## Start RECORDS FOR THE EXERCISE

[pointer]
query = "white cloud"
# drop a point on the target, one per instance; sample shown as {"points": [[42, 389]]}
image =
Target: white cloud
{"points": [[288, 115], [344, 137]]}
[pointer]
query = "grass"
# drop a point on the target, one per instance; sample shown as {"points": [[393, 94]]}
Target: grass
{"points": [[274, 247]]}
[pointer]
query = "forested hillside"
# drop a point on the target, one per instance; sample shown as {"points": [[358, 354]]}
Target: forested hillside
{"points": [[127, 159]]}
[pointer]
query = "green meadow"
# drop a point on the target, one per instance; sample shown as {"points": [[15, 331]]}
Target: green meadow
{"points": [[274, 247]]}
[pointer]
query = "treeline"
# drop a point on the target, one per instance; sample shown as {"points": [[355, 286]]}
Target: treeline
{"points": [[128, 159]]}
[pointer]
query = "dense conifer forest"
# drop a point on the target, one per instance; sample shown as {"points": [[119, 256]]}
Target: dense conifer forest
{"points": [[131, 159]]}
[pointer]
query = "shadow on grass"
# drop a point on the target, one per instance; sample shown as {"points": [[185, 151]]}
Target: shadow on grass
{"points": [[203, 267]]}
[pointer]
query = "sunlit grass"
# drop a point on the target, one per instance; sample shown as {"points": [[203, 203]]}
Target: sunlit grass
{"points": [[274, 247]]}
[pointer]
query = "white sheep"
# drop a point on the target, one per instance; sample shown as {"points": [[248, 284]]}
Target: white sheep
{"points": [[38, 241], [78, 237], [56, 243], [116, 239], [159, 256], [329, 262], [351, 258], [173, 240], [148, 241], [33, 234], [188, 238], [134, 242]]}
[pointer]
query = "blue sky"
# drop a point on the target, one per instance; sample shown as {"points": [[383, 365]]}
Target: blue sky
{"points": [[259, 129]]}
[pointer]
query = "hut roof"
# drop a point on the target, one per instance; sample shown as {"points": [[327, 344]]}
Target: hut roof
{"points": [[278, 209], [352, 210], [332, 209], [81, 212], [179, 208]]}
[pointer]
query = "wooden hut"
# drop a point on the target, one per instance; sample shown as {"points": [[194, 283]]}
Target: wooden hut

## End RECORDS FOR THE EXERCISE

__YOUR TASK__
Reproduce the material in full, with no word added or dropped.

__TASK OUTPUT__
[pointer]
query = "white cloud"
# drop a point on the target, one per instance; sample shown as {"points": [[42, 389]]}
image =
Target: white cloud
{"points": [[288, 115], [344, 137]]}
[pointer]
query = "grass"
# drop a point on the target, one per instance; sample shown as {"points": [[393, 94]]}
Target: grass
{"points": [[274, 247]]}
[pointer]
query = "forested hillside"
# drop a point on the target, one per instance; sample shown as {"points": [[358, 354]]}
Target: forested hillside
{"points": [[127, 159]]}
[pointer]
query = "green meadow"
# drop a point on the target, one per instance; sample shown as {"points": [[15, 331]]}
Target: green meadow
{"points": [[274, 247]]}
[pointer]
query = "treeline"
# drop a point on the target, one per instance; sample shown as {"points": [[355, 286]]}
Target: treeline
{"points": [[128, 159]]}
[pointer]
query = "dense conifer forest"
# drop a point on the target, one per instance; sample shown as {"points": [[119, 256]]}
Target: dense conifer forest
{"points": [[131, 159]]}
[pointer]
query = "shadow on grass"
# drop a point on the target, one per instance; sample shown as {"points": [[185, 151]]}
Target: shadow on grass
{"points": [[203, 267]]}
[pointer]
query = "sunlit grass"
# drop a point on the target, one per instance; sample shown as {"points": [[203, 203]]}
Target: sunlit grass
{"points": [[274, 247]]}
[pointer]
query = "white sheep"
# drop a point on the target, one per instance; sample shown as {"points": [[248, 284]]}
Target: white sheep
{"points": [[38, 241], [78, 237], [56, 243], [116, 239], [159, 256], [329, 262], [351, 258], [173, 240], [148, 241], [33, 234], [188, 238], [134, 242]]}
[pointer]
query = "blue sky"
# drop a point on the target, one per instance; sample shown as {"points": [[383, 365]]}
Target: blue sky
{"points": [[259, 129]]}
[pointer]
query = "hut roof"
# drop a point on the target, one per instance; sample shown as {"points": [[327, 344]]}
Target: hut roof
{"points": [[278, 209], [352, 210], [332, 209], [81, 212], [179, 208]]}
[pointer]
query = "wooden hut"
# drop a point on the target, one per instance; sample shown as {"points": [[194, 283]]}
Target: wooden hut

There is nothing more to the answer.